:: Auszug ::
Es ist also komplizierter, als man denkt. Nicht nur: In Sachen Sex kursieren unglaublich viele veraltete Mythen, Tabus und Vorurteile, die kulturell nach wie vor tief verankert sind. Jetzt soll ein neues Buch mit dem Titel "Was passiert, wenn es passiert" ein bisschen mehr Licht ins Schlafzimmerdunkel bringen. Es versteht sich als "kuriose und unterhaltsame Faktensammlung aus der Welt der Liebe". Und als Ausflug in die weite Welt der "Wissenschaft unter der Bettdecke".
So weit, so gut. Aber braucht die Menschheit tatsächlich noch ein weiteres Aufklärungsbuch für Erwachsene, das den Sex auf Fakten und Tabellen herunterbricht? Wo man heutzutage nur Google zu befragen braucht. Oder, einfacher betrachtet: Sollten die Menschen weniger über Sex lesen, sondern ihn einfach tun?
Auch Ärzte wissen wenig
Wir haben nachgefragt – bei der Wiener Sexualtherapeutin Elia Bragagna, Gründerin der Online-Enzyklopädie "SexMedPedia". Sie begrüßt jeden Beitrag, der "gegen die Mythen, die unsere Kultur entwickelt hat, arbeitet". Das sei ihre tägliche Aufgabe, denn: "Man würde nicht glauben, dass das immer noch nötig ist. Es ist aber nötig." Diese Mythen würden nicht nur bei Patienten kursieren, sondern auch bei Kollegen – Ärzte, die nicht wissen, wie Lust oder Erregung funktioniert. "Die haben zum Beispiel keine Ahnung, wie die Klitoris tatsächlich aufgebaut ist." Dazu kommt, dass man gegen viele kulturell-religiöse Vorgaben anreden müsse: Was ist weibliche, was ist männliche Sexualität? Als Beispiel nennt Bragagna die fixe Idee der Männer, ihrer Partnerin einen vaginalen Orgasmus besorgen zu wollen: "Stattdessen müssten sie wissen, dass nur die Stimulation des gesamten Klitoriskomplexes dazu beiträgt, dass die Frau einen Höhepunkt erlebt." Unglaublich, wie oft man das erzählen und gebetsmühlenartig wiederholen müsse. Ebenso unerschütterlich sei die weibliche Vorstellung, es sei nur der Mann, der für ihren Höhepunkt sorgen müsse. "Warum? Sie muss sich kennen und die Signale senden."
:::
:: Datensatzauszug ::
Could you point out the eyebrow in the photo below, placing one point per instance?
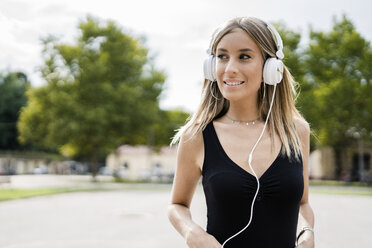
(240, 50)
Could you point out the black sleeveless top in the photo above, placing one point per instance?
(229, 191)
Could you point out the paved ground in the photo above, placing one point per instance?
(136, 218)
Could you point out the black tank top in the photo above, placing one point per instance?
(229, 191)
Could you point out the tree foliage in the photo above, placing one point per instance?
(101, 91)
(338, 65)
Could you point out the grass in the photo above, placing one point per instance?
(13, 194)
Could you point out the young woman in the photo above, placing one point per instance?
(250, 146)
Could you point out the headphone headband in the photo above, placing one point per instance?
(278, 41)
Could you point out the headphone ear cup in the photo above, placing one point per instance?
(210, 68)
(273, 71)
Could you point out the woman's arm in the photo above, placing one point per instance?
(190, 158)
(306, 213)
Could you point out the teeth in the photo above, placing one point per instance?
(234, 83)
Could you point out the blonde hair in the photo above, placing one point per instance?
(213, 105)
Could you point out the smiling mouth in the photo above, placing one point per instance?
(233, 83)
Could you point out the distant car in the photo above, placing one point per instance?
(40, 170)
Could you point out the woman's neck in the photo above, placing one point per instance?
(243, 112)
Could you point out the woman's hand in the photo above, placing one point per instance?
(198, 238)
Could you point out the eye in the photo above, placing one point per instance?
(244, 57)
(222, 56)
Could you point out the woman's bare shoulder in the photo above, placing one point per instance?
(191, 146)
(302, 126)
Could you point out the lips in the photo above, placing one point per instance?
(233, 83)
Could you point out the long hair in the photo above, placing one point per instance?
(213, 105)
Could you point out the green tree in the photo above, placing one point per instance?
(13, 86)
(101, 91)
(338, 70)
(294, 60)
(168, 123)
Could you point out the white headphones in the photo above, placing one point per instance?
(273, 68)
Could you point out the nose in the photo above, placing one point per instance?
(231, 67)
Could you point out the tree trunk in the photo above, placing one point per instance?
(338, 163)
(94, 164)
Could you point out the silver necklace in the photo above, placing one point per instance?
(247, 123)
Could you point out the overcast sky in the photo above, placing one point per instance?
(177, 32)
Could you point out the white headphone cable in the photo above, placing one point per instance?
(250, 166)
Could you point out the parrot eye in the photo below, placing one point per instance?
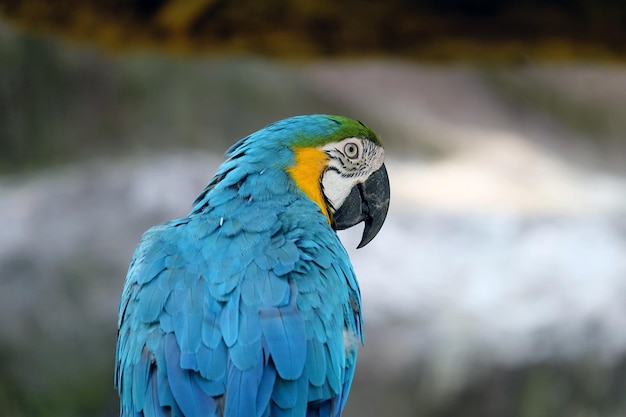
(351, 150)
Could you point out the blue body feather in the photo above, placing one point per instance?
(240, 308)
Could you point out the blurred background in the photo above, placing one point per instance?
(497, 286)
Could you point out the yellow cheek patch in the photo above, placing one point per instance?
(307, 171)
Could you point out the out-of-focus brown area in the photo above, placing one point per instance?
:::
:: Datensatzauszug ::
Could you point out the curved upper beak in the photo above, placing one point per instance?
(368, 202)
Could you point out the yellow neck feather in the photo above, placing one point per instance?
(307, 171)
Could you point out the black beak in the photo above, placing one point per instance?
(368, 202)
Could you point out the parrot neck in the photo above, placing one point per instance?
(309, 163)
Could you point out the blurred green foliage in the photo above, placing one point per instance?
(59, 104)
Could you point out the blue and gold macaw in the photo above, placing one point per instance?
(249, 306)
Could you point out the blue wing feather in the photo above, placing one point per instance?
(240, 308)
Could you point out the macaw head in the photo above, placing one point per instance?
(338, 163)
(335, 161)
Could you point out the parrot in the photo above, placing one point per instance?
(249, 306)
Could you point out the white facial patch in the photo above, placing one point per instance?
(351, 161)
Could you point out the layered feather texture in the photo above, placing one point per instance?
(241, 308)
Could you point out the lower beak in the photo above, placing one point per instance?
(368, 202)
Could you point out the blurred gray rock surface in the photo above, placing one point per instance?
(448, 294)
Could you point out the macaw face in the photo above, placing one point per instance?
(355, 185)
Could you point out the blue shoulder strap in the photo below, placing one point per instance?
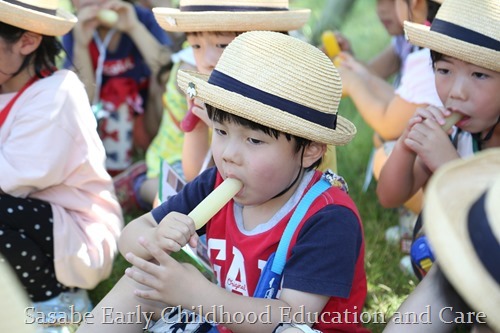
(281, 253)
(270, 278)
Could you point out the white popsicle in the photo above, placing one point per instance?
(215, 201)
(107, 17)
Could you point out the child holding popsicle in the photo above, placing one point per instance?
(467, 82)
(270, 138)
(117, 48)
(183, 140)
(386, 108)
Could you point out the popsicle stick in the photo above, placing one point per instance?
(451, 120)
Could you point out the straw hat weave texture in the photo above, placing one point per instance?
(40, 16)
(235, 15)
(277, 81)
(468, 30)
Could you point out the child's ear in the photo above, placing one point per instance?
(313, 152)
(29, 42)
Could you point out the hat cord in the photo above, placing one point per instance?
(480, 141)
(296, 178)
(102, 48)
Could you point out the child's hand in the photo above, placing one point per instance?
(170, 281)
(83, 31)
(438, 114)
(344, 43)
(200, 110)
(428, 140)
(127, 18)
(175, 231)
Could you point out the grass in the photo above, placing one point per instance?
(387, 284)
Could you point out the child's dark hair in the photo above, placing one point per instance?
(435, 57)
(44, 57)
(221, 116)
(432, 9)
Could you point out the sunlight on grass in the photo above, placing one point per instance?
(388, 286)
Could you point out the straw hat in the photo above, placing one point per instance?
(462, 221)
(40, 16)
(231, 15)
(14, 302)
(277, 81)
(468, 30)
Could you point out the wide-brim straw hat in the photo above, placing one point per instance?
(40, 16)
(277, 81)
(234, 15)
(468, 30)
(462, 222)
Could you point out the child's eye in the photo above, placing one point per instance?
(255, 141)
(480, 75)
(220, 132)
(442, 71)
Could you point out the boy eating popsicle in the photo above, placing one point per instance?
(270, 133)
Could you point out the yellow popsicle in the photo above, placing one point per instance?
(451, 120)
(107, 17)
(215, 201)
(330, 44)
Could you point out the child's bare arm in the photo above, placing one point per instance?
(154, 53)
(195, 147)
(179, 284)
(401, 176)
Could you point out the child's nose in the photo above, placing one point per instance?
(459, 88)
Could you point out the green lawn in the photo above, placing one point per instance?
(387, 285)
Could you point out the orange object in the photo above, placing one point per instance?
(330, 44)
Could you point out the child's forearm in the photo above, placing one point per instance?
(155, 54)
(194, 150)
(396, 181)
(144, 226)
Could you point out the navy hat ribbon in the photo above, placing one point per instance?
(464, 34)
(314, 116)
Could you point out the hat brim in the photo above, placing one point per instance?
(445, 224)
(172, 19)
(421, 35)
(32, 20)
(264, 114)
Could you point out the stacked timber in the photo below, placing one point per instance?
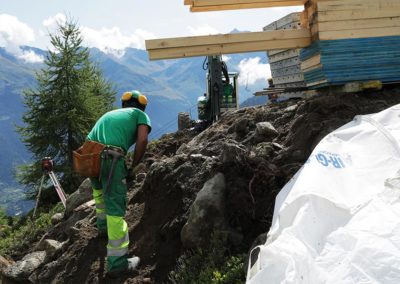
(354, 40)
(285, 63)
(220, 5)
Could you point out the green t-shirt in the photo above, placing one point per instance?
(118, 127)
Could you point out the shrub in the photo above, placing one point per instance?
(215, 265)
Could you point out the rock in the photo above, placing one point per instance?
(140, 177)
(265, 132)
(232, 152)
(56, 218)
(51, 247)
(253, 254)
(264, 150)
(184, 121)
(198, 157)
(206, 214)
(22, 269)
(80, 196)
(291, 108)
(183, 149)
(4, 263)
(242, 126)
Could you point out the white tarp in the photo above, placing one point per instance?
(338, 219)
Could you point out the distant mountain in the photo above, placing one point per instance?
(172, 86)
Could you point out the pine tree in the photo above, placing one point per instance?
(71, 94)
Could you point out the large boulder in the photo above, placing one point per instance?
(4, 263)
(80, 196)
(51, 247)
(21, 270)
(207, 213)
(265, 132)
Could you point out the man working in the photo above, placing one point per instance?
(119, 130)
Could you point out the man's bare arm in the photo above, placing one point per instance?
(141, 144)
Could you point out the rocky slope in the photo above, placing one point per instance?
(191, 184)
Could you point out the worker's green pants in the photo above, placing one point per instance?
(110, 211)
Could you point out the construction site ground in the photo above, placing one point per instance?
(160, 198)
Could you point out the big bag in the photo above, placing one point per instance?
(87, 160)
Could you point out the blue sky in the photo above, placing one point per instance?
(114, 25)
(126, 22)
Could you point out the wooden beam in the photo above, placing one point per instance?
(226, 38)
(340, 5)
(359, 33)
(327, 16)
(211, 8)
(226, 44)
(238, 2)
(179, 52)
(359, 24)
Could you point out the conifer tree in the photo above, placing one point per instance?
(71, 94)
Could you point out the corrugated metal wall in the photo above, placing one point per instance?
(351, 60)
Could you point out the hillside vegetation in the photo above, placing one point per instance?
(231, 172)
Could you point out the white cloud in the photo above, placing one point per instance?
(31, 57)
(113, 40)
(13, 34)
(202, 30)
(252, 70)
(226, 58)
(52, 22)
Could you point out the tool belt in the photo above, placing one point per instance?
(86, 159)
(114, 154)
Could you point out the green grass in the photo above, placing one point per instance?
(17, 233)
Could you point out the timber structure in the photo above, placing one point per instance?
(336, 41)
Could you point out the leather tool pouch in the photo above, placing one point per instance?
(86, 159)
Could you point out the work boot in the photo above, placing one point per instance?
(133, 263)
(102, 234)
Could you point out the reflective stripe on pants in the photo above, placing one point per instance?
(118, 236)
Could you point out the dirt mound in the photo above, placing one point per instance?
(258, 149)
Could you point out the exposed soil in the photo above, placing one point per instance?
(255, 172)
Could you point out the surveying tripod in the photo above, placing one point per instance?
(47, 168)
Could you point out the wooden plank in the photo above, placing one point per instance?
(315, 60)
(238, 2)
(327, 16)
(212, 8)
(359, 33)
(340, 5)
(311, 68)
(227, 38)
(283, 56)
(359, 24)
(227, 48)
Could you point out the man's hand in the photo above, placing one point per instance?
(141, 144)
:::
Aufgaben —
1: Wie begründet Bragagna im Auszug, dass Männer etwas anderes wissen müssten, statt ihrer Partnerin einen vaginalen Orgasmus besorgen zu wollen? Antworten Sie in ein bis drei Sätzen.
2: Beantworten Sie anhand des Auszugs:
(a) Welchen Titel trägt das neue Buch?
(b) Welche Online-Enzyklopädie hat Elia Bragagna gegründet?
(c) In welcher Stadt ist Bragagna als Sexualtherapeutin tätig?
3: Übersetzen Sie diesen Satz aus dem Auszug ins Englische: „Diese Mythen würden nicht nur bei Patienten kursieren, sondern auch bei Kollegen – Ärzte, die nicht wissen, wie Lust oder Erregung funktioniert.“

Lösungen —
1: Laut Bragagna trägt nur die Stimulation des gesamten Klitoriskomplexes dazu bei, dass die Frau einen Höhepunkt erlebt. Deshalb müssten Männer das wissen, statt an der fixen Idee des vaginalen Orgasmus festzuhalten.

2:
(a) „Was passiert, wenn es passiert“
(b) „SexMedPedia“
(c) Wien

3: These myths, she says, circulate not only among patients but also among colleagues – doctors who do not know how desire or arousal works.